== BRIEF ==
Below is a block of records; repeat each one exactly.

== DATA PROVIDED ==
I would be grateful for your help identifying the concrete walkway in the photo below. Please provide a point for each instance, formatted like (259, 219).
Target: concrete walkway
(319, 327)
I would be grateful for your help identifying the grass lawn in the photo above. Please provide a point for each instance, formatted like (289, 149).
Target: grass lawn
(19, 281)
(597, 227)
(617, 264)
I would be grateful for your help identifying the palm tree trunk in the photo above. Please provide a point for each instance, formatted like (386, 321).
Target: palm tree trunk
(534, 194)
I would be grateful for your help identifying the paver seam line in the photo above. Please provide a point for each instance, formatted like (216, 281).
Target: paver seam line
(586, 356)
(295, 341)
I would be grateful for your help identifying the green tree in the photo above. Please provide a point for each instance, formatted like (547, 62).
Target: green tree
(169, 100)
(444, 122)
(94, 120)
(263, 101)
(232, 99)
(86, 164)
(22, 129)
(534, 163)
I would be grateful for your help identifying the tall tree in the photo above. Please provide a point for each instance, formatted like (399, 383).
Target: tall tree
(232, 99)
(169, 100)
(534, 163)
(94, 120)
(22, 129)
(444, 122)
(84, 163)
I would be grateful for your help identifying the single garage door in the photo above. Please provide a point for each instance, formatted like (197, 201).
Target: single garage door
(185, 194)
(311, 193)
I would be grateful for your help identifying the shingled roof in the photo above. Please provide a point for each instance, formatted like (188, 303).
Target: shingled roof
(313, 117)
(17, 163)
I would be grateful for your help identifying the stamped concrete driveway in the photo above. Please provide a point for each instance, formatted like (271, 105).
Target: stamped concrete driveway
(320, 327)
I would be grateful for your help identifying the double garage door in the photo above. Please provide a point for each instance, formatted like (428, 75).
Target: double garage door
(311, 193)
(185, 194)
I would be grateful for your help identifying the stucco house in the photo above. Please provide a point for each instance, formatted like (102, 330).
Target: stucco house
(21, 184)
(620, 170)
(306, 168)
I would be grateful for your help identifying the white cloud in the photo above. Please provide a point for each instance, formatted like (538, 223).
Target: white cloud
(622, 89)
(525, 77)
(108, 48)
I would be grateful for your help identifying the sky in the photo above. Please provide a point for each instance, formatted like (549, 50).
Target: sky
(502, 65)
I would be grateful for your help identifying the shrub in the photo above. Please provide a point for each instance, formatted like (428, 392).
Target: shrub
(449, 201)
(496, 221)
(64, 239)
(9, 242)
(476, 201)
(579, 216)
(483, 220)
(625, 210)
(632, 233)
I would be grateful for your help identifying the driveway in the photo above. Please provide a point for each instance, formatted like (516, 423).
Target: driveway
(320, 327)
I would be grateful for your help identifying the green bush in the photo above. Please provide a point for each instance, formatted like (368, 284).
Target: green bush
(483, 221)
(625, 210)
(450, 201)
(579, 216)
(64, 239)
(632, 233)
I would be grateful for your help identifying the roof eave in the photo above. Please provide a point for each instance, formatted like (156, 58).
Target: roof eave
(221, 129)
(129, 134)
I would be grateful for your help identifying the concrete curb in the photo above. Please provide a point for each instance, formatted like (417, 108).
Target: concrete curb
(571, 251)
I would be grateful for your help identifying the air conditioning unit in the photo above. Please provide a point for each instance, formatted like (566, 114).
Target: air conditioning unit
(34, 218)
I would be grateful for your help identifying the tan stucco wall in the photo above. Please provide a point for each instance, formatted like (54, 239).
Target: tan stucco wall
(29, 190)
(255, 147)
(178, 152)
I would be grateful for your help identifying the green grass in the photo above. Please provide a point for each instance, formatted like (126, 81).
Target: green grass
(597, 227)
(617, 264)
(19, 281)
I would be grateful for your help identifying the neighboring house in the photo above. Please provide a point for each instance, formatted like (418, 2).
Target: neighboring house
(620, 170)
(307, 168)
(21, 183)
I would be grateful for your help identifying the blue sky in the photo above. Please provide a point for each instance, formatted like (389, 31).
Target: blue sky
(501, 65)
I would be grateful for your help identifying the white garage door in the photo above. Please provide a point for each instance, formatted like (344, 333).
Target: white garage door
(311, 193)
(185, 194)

== RESULT FOR THIS TASK ==
I would be grateful for your help identifying the concrete walkway in the photo below. Please provide a point for each instance, formatted like (259, 219).
Target: concrete walkway
(319, 327)
I would be grateful for your help identifying the grass lawn in the photo above. Please provide a point for each instance, formatted like (289, 149).
Target: grass lawn
(19, 281)
(597, 227)
(617, 264)
I would be grateful for your help identifying the palm tree trunk in the photo above. Please provide a point for each instance, formatted like (386, 321).
Target: palm tree trunk
(534, 194)
I would be grateful for your help identifying the paver seam line in the photo above. Please provide a point for each instance, formatted like (216, 281).
Target: paver seam line
(586, 356)
(295, 341)
I would be grateful for your help identifying the green tree in the photo above. Please provide a point for each instance, formatted like (547, 62).
Target: green tree
(169, 100)
(444, 122)
(94, 120)
(263, 101)
(232, 99)
(86, 164)
(22, 129)
(534, 163)
I would be grateful for your help identifying the tall tree in the photo above. Please provide a point for each instance, formatted like (399, 383).
Target: tall tree
(232, 99)
(169, 100)
(534, 163)
(94, 120)
(22, 129)
(444, 122)
(84, 163)
I would be grateful for your help identifying the single garage door in the photo above. Please provide a point for each instance, formatted like (197, 201).
Target: single garage door
(185, 194)
(311, 193)
I would be grateful for your help identifying the shingled roof in the photo above. Please provide a point for each instance, formatted like (188, 303).
Target: shingled roof
(313, 117)
(17, 163)
I would be grateful for your help identifying the stamped concrete driveway in the photo above. Please provide a point for each instance, formatted like (271, 105).
Target: stamped concrete driveway
(320, 327)
I would be grateful for your help identifying the double garage door in the photo above. Please provide a point for each instance, formatted like (428, 75).
Target: double garage door
(311, 193)
(185, 194)
I would be grateful for your help identifying the stucco house in the photo above. Please provide a point for each instance, formatted like (102, 330).
Target: stucco house
(21, 184)
(620, 170)
(306, 168)
I would be grateful for your help identifying the white cloud in the photo above. Please provide a point for each instance, formatted like (538, 223).
Target: white cloud
(622, 89)
(525, 77)
(108, 48)
I would be grateful for your help identifying the sky in the photo above. Please provide a point for each instance, formatted like (549, 50).
Target: sky
(502, 65)
I would be grateful for your help identifying the shrub in the photo above. Please provide a point for each instance, formatted like (428, 392).
Target: shrub
(449, 201)
(496, 221)
(64, 239)
(9, 242)
(476, 201)
(579, 216)
(483, 220)
(625, 210)
(632, 233)
I would be grateful for your help identifying the driveway in the photo above. Please provide a point for each instance, formatted like (516, 423).
Target: driveway
(320, 327)
I would be grateful for your help identifying the green bush in the photo above. Please provide a point for each instance, formatted like (368, 284).
Target: green bush
(483, 221)
(625, 210)
(450, 201)
(579, 216)
(64, 239)
(632, 233)
I would be grateful for your help identifying the roof eave in the photo above. Please provide a point for each instance, formatted like (156, 58).
Target: roof eave
(221, 129)
(129, 134)
I would be grateful for your help identifying the concrete curb in the photo above. Please provide a point for each instance, formatted like (417, 108).
Target: concrete curb
(571, 251)
I would be grateful for your help identifying the air conditioning unit in the photo above. Please provide a point for each instance, formatted like (566, 114).
Target: air conditioning unit
(34, 218)
I would be grateful for your help identifying the tan stucco wall in the photo above. Please provide a point for each instance, formatted like (54, 239).
Target: tan stucco wall
(29, 190)
(255, 147)
(178, 152)
I would be grateful for your help identifying the green grass in the photo above. Please provide a point for each instance, formatted like (126, 81).
Target: green grass
(597, 227)
(617, 264)
(19, 281)
I would be grateful for your help identifying the neighboring house in the photo above. Please provide a point for each instance, formatted like (418, 2).
Target: neighboring house
(620, 170)
(307, 168)
(21, 183)
I would be grateful for your help identifying the blue sky in the photo above. Please provide a point for each instance, formatted like (389, 31).
Target: blue sky
(501, 65)
I would be grateful for your help identifying the white garage door in the photo above. Please provide a point for each instance, formatted like (344, 333).
Target: white garage door
(311, 193)
(185, 194)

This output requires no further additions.